> [Trecho do documento]:
□ □ □ □

Correio Braziliense
postado em 03/02/2020 04:33
Nem alinhamento automático, nem oposição. O Congresso, empoderado pela ampliação da obrigatoriedade de liberação de suas emendas ao Orçamento, se mostra a cada dia mais disposto a adotar uma postura independente em relação ao presidente Jair Bolsonaro. Até por ser um ano de eleições municipais, em que ainda não será possível definir com clareza para que lado irá o eleitor em outubro de 2022, a ordem da maioria dos políticos é não avançar o sinal, nem para um lado nem para outro. Obviamente, tire-se dessa lista os bolsonaristas convictos, menos de uma centena de deputados, e a oposição, que não vota nada que venha do governo, caso do PT e do PSol.
As senhas para esse comportamento de independência da maioria se tornar mais consolidado nessa segunda temporada da 56ª Legislatura são a obrigatoriedade de o governo liberar as emendas dos deputados e senadores ao Orçamento e a resistência do presidente Jair Bolsonaro em abrir espaços de poder aos partidos políticos de forma institucional. Isso não significa que a balança penderá sempre contra ou a favor das propostas governamentais.
“Seremos a Casa da ponderação, da moderação e da conciliação, porque o que os brasileiros esperam da gente não é uma briga institucional. O que está assegurado na Constituição é a harmonia e a independência dos Poderes. Eu quero manter esse equilíbrio, o diálogo, o entendimento e colocar a pauta do Senado Federal e do Congresso para trabalhar a favor dos brasileiros, para reaquecer a economia, gerar empregos e melhor qualidade de vida para as pessoas”, declarou o presidente do Senado, Davi Alcolumbre (DEM-AP), em entrevista, num ensaio do discurso que fará hoje na abertura do ano legislativo.
Nos bastidores, a declaração de Alcolumbre é traduzida como um sinal de que, em relação à agenda econômica, o governo não estará tão sozinho, até porque os parlamentares não querem ser acusados de apostar no quanto pior, melhor. Ocorre que, nesta largada de 2020, a equipe econômica apostará numa agenda de aprovação da reforma administrativa e, se der, a reforma tributária. Deputados e senadores, entretanto, preferem a reforma tributária. O líder da maioria e relator, deputado Aguinaldo Ribeiro (PP-PB), trabalha desde o ano passado para buscar um consenso. “Acho que conseguiremos chegar a uma proposta única entre Câmara e Senado”, diz ele. “A Casa quer a tributária”, diz o novo líder do DEM, Efraim Filho (PB).
O otimismo de Aguinaldo Ribeiro e o equilíbrio de Davi Alcolumbre se refletem nas conversas intramuros. A avaliação geral é a de que existe hoje uma “vontade política” a favor da tributária. Quanto à reforma administrativa, a resistência é muito maior. Tanto é que o texto sequer foi apresentado e já existe muita gente com cara de enfado quando se pergunta sobre esse tema. O mesmo semblante ocorre quando deputados respondem sobre as propostas de emenda à Constituição (PECs) que o governo encaminhou ao Congresso como a salvação da economia.

□ □ □ □

> [Dados brutos]:
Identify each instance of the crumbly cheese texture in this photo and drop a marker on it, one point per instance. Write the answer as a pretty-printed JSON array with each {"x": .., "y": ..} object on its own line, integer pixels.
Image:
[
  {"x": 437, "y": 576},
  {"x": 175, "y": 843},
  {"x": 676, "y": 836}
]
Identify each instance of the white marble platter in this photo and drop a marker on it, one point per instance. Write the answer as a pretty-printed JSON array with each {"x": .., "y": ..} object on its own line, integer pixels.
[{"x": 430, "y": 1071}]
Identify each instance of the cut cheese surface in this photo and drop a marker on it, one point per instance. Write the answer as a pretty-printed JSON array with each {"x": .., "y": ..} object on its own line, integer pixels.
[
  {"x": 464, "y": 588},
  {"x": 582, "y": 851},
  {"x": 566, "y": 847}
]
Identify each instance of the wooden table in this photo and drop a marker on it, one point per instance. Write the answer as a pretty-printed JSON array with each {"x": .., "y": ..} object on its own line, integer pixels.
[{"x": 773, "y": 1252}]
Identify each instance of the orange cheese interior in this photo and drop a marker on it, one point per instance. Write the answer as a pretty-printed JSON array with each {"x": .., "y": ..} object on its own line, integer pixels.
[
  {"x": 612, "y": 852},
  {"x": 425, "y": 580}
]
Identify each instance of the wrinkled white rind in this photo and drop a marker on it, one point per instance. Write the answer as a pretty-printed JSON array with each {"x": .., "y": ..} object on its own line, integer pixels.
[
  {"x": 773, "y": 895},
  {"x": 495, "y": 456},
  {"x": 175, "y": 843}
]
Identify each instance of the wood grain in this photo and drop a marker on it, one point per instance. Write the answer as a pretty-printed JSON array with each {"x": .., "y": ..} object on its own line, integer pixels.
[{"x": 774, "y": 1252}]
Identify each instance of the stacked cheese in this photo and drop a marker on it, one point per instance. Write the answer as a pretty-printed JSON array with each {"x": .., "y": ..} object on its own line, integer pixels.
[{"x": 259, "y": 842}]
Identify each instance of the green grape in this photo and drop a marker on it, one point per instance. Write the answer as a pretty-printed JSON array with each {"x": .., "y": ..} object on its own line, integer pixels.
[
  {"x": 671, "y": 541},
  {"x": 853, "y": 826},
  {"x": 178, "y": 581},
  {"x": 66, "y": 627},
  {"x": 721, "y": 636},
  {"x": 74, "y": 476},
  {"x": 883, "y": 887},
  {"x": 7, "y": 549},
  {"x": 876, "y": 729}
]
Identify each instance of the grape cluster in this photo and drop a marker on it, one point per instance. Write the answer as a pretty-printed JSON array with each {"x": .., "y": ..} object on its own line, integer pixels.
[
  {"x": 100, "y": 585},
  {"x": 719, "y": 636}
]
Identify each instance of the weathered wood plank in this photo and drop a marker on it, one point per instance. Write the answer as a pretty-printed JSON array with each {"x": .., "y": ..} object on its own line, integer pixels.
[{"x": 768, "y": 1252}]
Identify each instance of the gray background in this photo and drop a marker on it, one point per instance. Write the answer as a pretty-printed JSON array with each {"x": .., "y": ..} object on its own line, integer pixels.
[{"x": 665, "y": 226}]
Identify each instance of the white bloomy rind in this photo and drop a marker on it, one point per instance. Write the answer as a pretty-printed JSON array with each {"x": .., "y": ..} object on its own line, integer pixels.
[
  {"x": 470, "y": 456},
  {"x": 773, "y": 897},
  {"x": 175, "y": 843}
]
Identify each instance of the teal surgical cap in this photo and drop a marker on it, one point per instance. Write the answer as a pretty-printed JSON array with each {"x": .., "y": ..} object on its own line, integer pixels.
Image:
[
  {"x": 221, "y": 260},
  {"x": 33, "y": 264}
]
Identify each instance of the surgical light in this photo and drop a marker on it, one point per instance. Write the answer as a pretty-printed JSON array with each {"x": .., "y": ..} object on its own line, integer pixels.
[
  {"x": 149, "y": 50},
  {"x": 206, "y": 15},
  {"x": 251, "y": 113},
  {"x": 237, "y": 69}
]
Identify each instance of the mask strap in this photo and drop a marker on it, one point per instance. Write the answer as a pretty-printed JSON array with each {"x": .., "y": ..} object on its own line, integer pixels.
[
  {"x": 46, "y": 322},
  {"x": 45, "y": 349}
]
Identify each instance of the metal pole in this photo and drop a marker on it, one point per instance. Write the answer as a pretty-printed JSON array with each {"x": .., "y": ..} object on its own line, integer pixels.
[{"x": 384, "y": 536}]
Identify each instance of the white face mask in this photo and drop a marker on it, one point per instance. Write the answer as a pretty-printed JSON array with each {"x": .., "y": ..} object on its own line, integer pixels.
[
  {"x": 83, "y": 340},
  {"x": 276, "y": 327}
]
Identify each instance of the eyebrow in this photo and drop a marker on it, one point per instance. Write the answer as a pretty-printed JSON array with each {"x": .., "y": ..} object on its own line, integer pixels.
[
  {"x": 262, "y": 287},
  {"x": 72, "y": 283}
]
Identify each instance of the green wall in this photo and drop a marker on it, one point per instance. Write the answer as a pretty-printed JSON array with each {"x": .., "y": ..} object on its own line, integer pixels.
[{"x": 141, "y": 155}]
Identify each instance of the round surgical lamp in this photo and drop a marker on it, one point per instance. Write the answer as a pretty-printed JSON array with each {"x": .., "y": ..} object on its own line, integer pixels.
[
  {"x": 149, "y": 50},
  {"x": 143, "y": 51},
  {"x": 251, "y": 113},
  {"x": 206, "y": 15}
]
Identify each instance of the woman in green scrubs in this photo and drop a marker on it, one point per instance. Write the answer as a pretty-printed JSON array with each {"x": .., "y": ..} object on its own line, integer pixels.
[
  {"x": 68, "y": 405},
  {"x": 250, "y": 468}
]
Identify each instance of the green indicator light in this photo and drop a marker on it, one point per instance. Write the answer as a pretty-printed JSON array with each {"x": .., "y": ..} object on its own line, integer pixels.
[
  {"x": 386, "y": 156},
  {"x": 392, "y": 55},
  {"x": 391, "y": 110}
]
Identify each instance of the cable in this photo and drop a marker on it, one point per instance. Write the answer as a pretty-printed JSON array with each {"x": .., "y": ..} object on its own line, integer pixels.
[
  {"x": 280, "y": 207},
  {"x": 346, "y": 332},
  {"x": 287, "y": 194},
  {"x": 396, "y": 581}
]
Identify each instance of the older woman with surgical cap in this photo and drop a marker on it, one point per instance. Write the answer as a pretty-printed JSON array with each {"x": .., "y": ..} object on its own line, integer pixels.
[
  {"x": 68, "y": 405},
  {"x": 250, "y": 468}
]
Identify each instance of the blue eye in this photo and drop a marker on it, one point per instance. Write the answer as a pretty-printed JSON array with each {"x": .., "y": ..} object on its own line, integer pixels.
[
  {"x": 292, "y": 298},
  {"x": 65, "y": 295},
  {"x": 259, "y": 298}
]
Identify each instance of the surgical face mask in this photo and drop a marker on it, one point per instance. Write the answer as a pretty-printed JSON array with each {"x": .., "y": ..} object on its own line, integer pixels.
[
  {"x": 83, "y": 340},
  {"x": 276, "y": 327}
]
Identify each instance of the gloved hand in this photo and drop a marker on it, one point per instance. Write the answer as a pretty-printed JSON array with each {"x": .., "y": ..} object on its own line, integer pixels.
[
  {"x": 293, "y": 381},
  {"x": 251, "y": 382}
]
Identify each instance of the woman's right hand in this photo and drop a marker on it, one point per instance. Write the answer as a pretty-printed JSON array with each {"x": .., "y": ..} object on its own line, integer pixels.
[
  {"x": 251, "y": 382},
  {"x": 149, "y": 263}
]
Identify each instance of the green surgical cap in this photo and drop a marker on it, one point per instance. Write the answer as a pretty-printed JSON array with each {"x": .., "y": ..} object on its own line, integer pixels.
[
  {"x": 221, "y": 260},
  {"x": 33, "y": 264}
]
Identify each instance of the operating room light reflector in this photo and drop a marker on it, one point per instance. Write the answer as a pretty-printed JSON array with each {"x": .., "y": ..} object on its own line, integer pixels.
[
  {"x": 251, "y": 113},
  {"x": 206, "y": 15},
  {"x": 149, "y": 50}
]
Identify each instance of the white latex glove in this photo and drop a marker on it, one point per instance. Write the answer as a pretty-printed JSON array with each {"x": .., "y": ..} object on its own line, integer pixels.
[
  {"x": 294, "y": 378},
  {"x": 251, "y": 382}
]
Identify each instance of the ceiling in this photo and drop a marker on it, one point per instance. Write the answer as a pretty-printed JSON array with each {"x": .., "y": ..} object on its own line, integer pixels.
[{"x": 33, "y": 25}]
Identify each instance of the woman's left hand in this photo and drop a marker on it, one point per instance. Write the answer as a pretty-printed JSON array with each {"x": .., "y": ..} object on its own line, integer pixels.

□ □ □ □

> [Tarefas do exercício]:
A. Por favor, resuma em forma de lista o parágrafo da reportagem sobre o Congresso que começa com "As senhas para esse comportamento", mantendo seus fatos principais.
B. De acordo com a reportagem sobre o Congresso, por que o governo não estará tão sozinho na agenda econômica? Explique em uma a três frases.
C. Continue a reportagem sobre o Congresso a partir da última frase apresentada.

> [Respostas escritas]:
A.
- A independência da maioria do Congresso deve se consolidar na segunda temporada da 56ª Legislatura.
- Isso se deve à obrigatoriedade de o governo liberar as emendas de deputados e senadores ao Orçamento.
- Também se deve à resistência do presidente Jair Bolsonaro em abrir espaços de poder aos partidos políticos de forma institucional.
- Isso não significa que a balança penderá sempre contra ou a favor das propostas do governo.

B. Porque os parlamentares não querem ser acusados de apostar no "quanto pior, melhor". Nos bastidores, a declaração de Davi Alcolumbre é interpretada como um sinal nesse sentido.

C.
A proposta de extinguir municípios a fim de reduzir gastos é vista como algo muito difícil de ser aprovado, até porque a maioria dessas pequenas cidades já estão em movimento pela escolha dos prefeitos. É uma medida que só passa depois se houver um plebiscito. A proposta, que vai na esteira da PEC do pacto federativo, desagradou os parlamentares desde que foi enviada ao Congresso, em novembro.
O relator, senador Marcio Bittar (MDB-AC), afirmou que considera flexibilizar os critérios para a extinção dos municípios. Pelo projeto do governo, os que tivessem menos de 5 mil habitantes e receita própria correspondente a menos de 10% da total seriam fundidos a um vizinho. Bittar vai apresentar o parecer em fevereiro.
Outra aposta do governo, a chamada PEC emergencial tem chances de ser concluída no início do ano. A proposta do Senado prevê corte de até 25% na jornada e no salário dos servidores que recebem acima de três salários mínimos. Na semana passada, Maia afirmou que o texto pode ser apensado à PEC 438/2018, de autoria do deputado Pedro Paulo (DEM-RJ), que cria gatilhos para conter as despesas públicas.
Freio
Para completar as dificuldades que o governo tem em cada proposta, em que a negociação terá que se caso a caso, o fato de o presidente enfraquecer o ministro da Casa Civil, Onyx Lorenzoni, também corre o risco de virar um freio no diálogo para aprovação dos projetos que Bolsonaro deseja. O ministro passou o fim de semana assegurando que “está tudo bem” e que “não tem mudança” e tentará passar essa impressão na sessão de hoje à tarde, em que, seguindo a tradição, enviará a mensagem do presidente Jair Bolsonaro. Onyx tem tudo para convencer os colegas de que está bem. Quanto à aprovação das propostas, aí, é outra história.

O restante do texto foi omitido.